The Saving Grace Of A Biomarker
Roche will get a test of the benefits of starting out with a personalized medicine from day one with MetMAb. The monoclonal antibody is in development for lung and triple-negative breast cancers and shortly in colorectal cancer, all stratified by levels of the MET protein. "If you look at MetMAb, it would not be a product without the biomarker," Soriot said.
The initial Phase II trial in lung cancer did not show a benefit in the overall population; a retrospective analysis showed advantage in the cohort of patients with high levels of MET, and a survival analysis of this group was presented at ASCO ("Roche's Diagnostic Foothold Gives Genentech A Leg Up In Oncology," "The Pink Sheet" DAILY, June 2, 2011). Phase III is slated to begin later in the year.
The company is also attempting to retrofit some of its marketed products with a personalized health care strategy. With the lung cancer therapy Tarceva (erlotinib), Roche has taken research about EGFR mutations and re-run studies ("NSCLC Market Snapshot: Promising Biomarkers, Testing Challenges," "The Pink Sheet," May 30, 2011). The EURTAC trial presented at ASCO gave proof that erlotinib has better effect in patients with EGFR mutations and is helping move the drug into the first-line setting (it is approved for second-line and maintenance use in the overall population).
In the initial studies of Tarceva in the front-line setting there was no benefit on top of chemo. "And if you think about the history of drug development in any field, particularly in oncology, once a molecule would fail in a certain disease … the idea that you would actually repeat the study and not only go head to head with a chemotherapy but actually be superior to that was essentially unheard of," Barron said. "But by selecting out … these EGFR mutations, the biology was telling us this could be a viable study." The data now show a 63% reduction in risk of death or progression.

- Provided data:
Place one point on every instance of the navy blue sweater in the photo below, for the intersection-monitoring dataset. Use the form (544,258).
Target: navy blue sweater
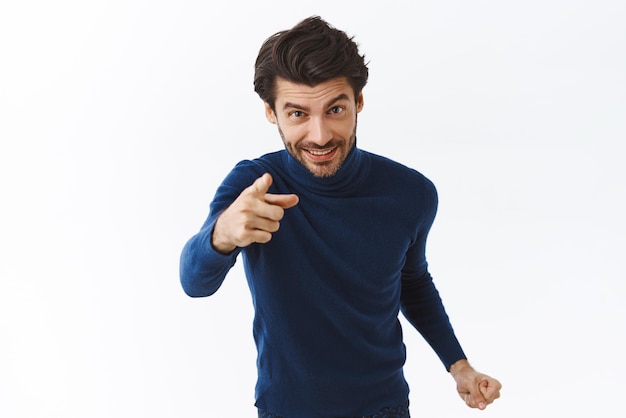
(328,287)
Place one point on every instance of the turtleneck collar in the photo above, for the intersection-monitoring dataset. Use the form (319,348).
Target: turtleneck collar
(353,170)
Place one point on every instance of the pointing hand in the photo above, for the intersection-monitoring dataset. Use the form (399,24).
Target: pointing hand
(253,217)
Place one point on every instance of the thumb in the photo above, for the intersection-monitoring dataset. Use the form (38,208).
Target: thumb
(481,394)
(261,185)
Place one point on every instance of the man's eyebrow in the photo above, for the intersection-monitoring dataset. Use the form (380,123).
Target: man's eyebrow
(290,105)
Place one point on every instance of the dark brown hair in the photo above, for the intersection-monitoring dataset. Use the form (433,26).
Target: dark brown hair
(309,53)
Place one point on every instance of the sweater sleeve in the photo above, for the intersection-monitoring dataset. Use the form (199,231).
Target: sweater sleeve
(420,300)
(202,268)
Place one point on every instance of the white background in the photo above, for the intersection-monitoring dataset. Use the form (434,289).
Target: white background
(118,119)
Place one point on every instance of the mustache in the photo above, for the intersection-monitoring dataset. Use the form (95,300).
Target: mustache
(313,146)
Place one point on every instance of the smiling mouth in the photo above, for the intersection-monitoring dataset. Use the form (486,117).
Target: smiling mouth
(320,153)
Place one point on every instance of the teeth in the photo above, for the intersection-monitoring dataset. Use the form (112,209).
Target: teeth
(323,152)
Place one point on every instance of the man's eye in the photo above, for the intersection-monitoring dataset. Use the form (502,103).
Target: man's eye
(336,109)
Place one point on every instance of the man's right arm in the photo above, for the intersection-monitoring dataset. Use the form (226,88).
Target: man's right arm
(251,218)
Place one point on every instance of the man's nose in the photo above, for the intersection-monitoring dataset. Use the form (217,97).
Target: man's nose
(319,132)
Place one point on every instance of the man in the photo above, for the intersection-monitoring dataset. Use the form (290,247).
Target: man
(333,244)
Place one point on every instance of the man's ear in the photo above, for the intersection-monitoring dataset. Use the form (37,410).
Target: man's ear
(269,113)
(359,102)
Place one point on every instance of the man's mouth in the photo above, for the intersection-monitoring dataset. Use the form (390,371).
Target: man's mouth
(320,155)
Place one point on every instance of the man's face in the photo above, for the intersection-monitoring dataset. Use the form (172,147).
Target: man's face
(317,124)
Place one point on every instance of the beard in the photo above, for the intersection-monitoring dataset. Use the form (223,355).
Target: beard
(321,169)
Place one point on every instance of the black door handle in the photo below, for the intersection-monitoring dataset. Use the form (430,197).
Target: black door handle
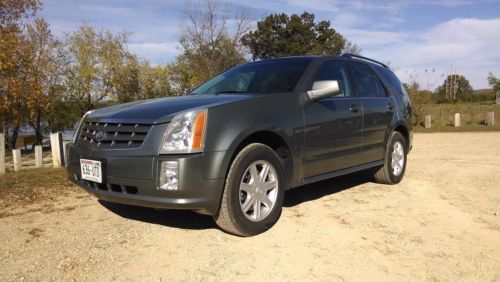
(354,109)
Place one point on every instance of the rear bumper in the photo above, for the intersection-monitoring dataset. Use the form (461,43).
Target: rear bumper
(133,180)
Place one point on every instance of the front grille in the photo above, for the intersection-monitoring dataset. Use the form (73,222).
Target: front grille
(113,135)
(107,186)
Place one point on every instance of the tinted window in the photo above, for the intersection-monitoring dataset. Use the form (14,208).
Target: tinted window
(263,77)
(367,84)
(391,80)
(335,70)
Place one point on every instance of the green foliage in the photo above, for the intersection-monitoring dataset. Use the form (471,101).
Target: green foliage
(208,46)
(419,98)
(280,35)
(454,88)
(494,82)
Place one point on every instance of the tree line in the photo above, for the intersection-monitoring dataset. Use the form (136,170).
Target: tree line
(48,82)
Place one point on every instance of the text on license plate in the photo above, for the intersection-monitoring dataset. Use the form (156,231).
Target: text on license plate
(91,170)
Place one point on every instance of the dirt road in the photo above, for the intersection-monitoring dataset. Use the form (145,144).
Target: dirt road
(441,223)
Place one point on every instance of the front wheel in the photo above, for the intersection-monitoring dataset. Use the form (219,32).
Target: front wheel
(395,161)
(253,193)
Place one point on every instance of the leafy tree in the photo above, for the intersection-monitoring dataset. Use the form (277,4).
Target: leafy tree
(352,48)
(280,35)
(494,83)
(208,44)
(13,64)
(454,88)
(99,68)
(155,81)
(419,98)
(12,12)
(43,77)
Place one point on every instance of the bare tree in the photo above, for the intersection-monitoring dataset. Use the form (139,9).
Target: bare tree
(211,37)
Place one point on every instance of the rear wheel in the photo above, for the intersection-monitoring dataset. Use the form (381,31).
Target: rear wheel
(395,161)
(253,193)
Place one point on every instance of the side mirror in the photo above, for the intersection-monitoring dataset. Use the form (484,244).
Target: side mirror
(324,89)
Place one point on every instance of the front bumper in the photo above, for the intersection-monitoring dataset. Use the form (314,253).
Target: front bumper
(133,179)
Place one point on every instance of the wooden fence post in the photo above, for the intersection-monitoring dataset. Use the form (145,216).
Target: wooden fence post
(457,119)
(56,147)
(428,120)
(16,156)
(65,152)
(490,119)
(2,153)
(38,156)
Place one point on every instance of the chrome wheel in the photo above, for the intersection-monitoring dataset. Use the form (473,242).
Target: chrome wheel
(258,190)
(397,158)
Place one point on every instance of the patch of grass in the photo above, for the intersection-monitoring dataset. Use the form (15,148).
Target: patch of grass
(34,185)
(472,117)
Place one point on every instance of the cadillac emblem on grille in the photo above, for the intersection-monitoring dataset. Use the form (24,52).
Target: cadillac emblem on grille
(99,135)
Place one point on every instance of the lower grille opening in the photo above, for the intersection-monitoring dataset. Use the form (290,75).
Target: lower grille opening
(109,186)
(100,186)
(131,189)
(116,188)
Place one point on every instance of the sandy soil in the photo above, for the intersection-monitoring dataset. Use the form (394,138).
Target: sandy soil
(441,223)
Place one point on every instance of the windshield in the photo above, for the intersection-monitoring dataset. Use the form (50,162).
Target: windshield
(265,77)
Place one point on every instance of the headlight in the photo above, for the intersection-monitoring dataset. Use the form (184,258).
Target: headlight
(185,134)
(79,125)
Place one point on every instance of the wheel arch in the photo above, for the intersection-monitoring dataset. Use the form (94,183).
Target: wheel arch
(272,138)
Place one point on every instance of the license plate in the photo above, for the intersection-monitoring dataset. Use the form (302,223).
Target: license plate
(91,170)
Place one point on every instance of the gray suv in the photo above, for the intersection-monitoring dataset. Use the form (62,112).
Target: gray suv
(231,147)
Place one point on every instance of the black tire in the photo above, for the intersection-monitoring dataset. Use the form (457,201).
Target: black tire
(231,217)
(386,174)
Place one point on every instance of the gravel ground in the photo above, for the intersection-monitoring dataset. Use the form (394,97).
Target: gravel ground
(441,223)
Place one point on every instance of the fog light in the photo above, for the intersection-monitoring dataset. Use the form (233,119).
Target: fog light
(169,173)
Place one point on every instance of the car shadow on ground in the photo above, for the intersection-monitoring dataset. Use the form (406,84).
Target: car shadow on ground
(185,219)
(323,188)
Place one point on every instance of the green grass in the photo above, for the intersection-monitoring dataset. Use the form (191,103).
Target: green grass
(472,115)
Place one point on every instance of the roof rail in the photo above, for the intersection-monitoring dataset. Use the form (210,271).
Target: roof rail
(349,55)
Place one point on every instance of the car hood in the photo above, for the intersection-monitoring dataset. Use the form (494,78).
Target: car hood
(161,110)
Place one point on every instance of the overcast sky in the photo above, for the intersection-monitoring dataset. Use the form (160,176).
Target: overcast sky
(422,39)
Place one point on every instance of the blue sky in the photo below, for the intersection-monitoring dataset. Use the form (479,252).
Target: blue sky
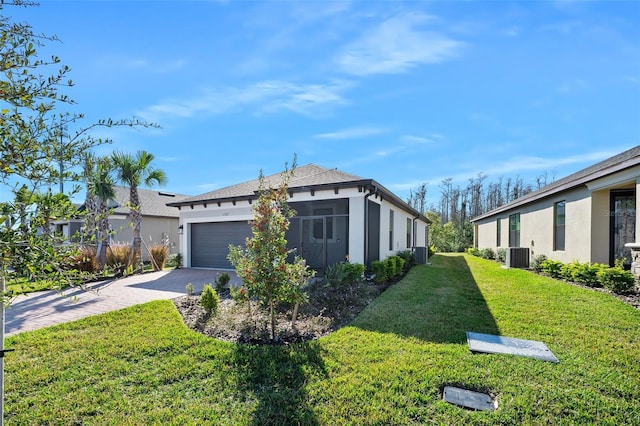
(401,92)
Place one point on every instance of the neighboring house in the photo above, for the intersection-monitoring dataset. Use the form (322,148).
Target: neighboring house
(588,216)
(159,221)
(339,216)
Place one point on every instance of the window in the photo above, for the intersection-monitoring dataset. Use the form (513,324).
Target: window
(514,230)
(558,225)
(390,230)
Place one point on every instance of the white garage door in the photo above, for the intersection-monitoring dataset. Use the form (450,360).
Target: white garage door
(210,242)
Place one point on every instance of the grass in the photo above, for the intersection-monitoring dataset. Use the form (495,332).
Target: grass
(142,366)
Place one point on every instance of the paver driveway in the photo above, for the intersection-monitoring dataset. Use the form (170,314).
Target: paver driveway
(46,308)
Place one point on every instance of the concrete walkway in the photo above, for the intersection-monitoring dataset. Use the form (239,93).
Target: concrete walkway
(47,308)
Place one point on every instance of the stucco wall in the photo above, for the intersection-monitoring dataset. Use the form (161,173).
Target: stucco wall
(242,211)
(537,227)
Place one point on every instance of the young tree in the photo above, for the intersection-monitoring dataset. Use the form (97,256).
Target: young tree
(262,264)
(134,171)
(31,151)
(100,191)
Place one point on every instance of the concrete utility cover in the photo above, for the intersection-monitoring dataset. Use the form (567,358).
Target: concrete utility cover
(469,399)
(489,343)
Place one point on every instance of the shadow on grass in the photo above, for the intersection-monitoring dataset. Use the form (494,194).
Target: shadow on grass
(437,303)
(276,377)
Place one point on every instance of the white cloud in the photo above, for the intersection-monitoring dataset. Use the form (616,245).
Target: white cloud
(396,46)
(143,64)
(353,133)
(266,97)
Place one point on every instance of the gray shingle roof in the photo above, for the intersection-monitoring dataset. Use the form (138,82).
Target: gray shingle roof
(624,160)
(304,176)
(154,202)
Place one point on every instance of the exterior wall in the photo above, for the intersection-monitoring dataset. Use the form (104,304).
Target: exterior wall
(399,242)
(154,230)
(537,227)
(600,230)
(242,211)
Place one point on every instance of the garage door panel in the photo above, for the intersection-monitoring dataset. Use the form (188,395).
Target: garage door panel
(210,242)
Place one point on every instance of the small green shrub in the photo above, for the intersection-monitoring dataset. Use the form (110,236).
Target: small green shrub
(118,255)
(175,260)
(240,295)
(536,262)
(222,280)
(86,260)
(379,269)
(473,251)
(408,257)
(553,268)
(209,299)
(616,279)
(159,254)
(488,253)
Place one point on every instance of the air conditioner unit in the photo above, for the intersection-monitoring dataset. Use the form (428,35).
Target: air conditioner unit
(420,254)
(517,257)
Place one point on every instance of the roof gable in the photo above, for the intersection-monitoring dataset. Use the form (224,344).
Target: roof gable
(153,202)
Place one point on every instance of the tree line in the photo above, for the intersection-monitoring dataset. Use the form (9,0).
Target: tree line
(451,229)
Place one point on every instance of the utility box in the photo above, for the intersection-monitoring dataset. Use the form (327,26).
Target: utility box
(517,257)
(421,255)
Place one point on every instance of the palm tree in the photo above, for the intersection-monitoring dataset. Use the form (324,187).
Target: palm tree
(100,190)
(134,171)
(102,186)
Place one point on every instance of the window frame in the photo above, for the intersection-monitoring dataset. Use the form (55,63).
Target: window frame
(559,229)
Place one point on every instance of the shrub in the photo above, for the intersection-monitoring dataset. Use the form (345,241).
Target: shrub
(473,251)
(222,280)
(118,255)
(344,273)
(379,269)
(488,253)
(408,257)
(86,260)
(240,295)
(536,262)
(553,268)
(175,260)
(209,299)
(159,254)
(616,279)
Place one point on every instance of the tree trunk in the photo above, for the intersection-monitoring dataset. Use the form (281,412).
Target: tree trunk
(103,234)
(273,320)
(136,220)
(294,316)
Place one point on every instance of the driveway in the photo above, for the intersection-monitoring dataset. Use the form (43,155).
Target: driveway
(47,308)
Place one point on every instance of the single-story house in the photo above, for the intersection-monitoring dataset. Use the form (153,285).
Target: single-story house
(159,221)
(339,216)
(588,216)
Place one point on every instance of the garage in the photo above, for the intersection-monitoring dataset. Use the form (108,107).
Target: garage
(210,242)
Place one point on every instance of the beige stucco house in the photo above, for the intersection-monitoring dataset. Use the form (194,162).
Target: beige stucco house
(339,216)
(588,216)
(159,221)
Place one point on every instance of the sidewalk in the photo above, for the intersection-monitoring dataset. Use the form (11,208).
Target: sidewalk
(47,308)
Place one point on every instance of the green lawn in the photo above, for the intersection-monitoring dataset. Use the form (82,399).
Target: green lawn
(142,366)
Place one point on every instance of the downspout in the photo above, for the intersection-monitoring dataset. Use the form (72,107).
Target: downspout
(366,226)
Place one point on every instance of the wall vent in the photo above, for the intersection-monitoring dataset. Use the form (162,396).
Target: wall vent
(517,257)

- What is needed: Print everything from "The Saving Grace" down to "in the year." in the biomarker text, word for word.

- Task answer:
The Saving Grace Of A Biomarker
Roche will get a test of the benefits of starting out with a personalized medicine from day one with MetMAb. The monoclonal antibody is in development for lung and triple-negative breast cancers and shortly in colorectal cancer, all stratified by levels of the MET protein. "If you look at MetMAb, it would not be a product without the biomarker," Soriot said.
The initial Phase II trial in lung cancer did not show a benefit in the overall population; a retrospective analysis showed advantage in the cohort of patients with high levels of MET, and a survival analysis of this group was presented at ASCO ("Roche's Diagnostic Foothold Gives Genentech A Leg Up In Oncology," "The Pink Sheet" DAILY, June 2, 2011). Phase III is slated to begin later in the year.